* begin LISTING *

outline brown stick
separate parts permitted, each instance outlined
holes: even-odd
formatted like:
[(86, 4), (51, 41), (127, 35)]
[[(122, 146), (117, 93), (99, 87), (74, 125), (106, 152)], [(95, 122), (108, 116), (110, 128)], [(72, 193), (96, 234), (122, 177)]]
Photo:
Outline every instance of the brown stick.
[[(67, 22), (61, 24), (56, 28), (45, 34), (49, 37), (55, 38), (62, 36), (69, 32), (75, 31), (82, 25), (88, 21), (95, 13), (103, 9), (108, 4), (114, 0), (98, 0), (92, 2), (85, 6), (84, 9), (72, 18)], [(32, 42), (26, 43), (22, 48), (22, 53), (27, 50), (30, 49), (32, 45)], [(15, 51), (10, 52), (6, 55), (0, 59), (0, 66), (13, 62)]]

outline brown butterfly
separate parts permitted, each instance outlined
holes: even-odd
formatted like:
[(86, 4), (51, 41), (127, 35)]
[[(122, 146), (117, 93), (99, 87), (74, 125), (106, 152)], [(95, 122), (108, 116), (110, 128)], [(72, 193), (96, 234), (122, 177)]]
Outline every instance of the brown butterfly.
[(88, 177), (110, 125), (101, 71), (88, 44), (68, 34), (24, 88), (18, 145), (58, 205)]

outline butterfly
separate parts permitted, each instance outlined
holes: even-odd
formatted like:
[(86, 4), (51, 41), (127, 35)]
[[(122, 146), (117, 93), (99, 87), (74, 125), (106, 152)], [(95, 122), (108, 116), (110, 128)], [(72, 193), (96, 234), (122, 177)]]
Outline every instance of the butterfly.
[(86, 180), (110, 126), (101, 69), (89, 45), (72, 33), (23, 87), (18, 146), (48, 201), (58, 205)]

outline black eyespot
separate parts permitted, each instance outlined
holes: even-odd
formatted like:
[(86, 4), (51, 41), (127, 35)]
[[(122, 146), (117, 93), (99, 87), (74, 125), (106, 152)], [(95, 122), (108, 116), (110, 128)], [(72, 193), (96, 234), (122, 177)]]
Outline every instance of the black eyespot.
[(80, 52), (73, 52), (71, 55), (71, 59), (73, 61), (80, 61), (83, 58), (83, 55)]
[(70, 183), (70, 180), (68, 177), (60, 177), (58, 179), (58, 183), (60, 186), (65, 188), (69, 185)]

* end LISTING *

■ PROBLEM STATEMENT:
Format the data above as a numbered list, from the line with "outline black eyespot" up to and including the line with "Outline every instance of the black eyespot.", leaving out any blank lines.

■ RESPONSE BELOW:
1. outline black eyespot
2. separate parts permitted, each instance outlined
3. holes: even-odd
4. formatted like:
5. [(86, 4), (51, 41), (127, 35)]
6. [[(122, 146), (117, 93), (99, 87), (74, 125), (106, 152)], [(95, 122), (108, 116), (110, 128)], [(72, 193), (96, 234), (122, 177)]]
7. Outline every instance of the black eyespot.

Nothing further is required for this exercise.